Record list:
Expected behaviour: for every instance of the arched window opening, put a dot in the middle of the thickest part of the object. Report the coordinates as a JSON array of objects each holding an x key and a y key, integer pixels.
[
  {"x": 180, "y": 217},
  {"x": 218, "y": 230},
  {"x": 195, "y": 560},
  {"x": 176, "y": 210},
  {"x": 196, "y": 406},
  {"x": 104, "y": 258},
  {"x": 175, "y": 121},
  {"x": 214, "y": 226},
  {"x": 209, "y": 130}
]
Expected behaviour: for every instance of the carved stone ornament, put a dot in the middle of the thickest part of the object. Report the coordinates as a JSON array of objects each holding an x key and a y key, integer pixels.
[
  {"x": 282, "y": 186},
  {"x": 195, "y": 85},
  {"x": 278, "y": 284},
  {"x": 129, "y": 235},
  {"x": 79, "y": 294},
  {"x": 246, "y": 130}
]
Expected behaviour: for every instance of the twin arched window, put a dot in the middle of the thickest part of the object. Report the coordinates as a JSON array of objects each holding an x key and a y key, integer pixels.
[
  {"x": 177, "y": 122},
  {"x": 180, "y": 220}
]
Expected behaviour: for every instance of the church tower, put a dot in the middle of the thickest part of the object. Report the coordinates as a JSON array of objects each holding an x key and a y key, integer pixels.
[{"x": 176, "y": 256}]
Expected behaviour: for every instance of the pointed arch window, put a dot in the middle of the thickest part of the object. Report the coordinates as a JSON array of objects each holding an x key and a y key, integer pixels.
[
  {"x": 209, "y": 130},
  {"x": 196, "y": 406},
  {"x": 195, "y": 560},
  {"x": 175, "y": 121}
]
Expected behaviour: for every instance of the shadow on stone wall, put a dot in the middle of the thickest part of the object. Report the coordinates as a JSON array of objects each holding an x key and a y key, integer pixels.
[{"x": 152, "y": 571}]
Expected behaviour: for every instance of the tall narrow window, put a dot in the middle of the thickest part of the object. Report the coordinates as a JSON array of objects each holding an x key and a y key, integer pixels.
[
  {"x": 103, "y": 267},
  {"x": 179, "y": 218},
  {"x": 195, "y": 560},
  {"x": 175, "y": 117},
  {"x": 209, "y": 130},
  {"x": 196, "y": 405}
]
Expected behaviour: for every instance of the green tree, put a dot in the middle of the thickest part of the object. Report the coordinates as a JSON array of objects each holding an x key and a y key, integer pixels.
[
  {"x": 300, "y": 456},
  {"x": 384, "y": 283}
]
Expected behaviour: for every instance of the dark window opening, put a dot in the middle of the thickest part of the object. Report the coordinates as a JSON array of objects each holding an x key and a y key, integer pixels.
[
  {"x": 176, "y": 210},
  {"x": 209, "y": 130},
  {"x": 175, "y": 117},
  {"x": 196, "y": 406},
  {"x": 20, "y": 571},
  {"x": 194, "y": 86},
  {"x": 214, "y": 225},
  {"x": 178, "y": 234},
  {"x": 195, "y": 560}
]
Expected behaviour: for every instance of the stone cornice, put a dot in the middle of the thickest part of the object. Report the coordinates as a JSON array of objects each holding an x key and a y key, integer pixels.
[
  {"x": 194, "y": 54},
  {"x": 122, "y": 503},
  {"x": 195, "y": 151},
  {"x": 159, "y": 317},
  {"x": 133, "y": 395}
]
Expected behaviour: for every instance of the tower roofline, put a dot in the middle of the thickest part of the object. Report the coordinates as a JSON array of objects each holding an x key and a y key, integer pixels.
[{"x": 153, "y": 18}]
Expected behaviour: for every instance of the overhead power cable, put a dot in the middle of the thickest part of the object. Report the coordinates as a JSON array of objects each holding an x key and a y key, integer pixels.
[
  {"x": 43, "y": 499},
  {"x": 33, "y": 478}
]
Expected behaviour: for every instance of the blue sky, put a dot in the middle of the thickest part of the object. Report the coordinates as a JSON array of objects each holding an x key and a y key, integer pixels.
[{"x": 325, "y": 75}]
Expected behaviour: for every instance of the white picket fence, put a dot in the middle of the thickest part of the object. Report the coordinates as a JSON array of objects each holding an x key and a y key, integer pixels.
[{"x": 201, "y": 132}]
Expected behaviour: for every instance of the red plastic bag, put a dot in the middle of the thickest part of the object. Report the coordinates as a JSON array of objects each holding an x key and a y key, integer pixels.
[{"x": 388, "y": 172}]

Problem:
Please rewrite the records starting with the line with "Expected behaviour: for every instance of the red" and going on through the end of the records, replacing "plastic bag" with "paper bag" and leaving everything else unchanged.

Solution to this task:
Expected behaviour: for every instance of the red paper bag, put a dot in the middle of the thickest part of the object. Report the coordinates as a JSON array of objects each holding an x key and a y key, integer pixels.
[{"x": 388, "y": 172}]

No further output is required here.